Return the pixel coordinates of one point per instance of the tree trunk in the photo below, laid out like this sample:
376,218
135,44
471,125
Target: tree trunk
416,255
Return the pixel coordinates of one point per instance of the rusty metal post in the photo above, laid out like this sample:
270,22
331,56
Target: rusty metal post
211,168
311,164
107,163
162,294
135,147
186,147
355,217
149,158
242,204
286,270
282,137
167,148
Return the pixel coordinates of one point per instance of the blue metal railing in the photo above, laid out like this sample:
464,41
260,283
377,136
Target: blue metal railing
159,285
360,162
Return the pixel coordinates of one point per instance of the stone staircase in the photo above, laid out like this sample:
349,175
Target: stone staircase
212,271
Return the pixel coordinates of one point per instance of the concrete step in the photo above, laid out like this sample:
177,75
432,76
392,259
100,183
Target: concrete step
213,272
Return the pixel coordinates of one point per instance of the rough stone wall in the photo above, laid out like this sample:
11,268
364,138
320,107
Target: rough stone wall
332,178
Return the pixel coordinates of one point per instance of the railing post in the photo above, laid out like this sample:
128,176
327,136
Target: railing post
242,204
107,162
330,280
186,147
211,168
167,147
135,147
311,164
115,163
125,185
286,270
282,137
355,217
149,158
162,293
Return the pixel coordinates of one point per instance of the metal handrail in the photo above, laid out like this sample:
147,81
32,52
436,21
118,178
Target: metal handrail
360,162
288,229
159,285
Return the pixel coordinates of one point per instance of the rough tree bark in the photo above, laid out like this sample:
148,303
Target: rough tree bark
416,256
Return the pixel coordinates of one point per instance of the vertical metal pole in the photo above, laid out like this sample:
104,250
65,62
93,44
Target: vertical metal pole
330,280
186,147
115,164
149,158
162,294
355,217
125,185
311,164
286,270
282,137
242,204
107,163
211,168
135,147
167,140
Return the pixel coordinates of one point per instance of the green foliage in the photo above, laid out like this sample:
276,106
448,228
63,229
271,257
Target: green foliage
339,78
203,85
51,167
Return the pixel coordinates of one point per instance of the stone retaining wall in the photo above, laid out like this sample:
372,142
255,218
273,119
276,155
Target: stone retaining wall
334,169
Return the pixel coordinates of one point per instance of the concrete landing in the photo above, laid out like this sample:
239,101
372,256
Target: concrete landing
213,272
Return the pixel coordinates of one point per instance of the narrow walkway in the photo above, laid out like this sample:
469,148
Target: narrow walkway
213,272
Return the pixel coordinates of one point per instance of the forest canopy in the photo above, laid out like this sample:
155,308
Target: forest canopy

________________

■ To do:
How many of the lines above contain the word "forest"? Give the number alone.

■ Task output:
2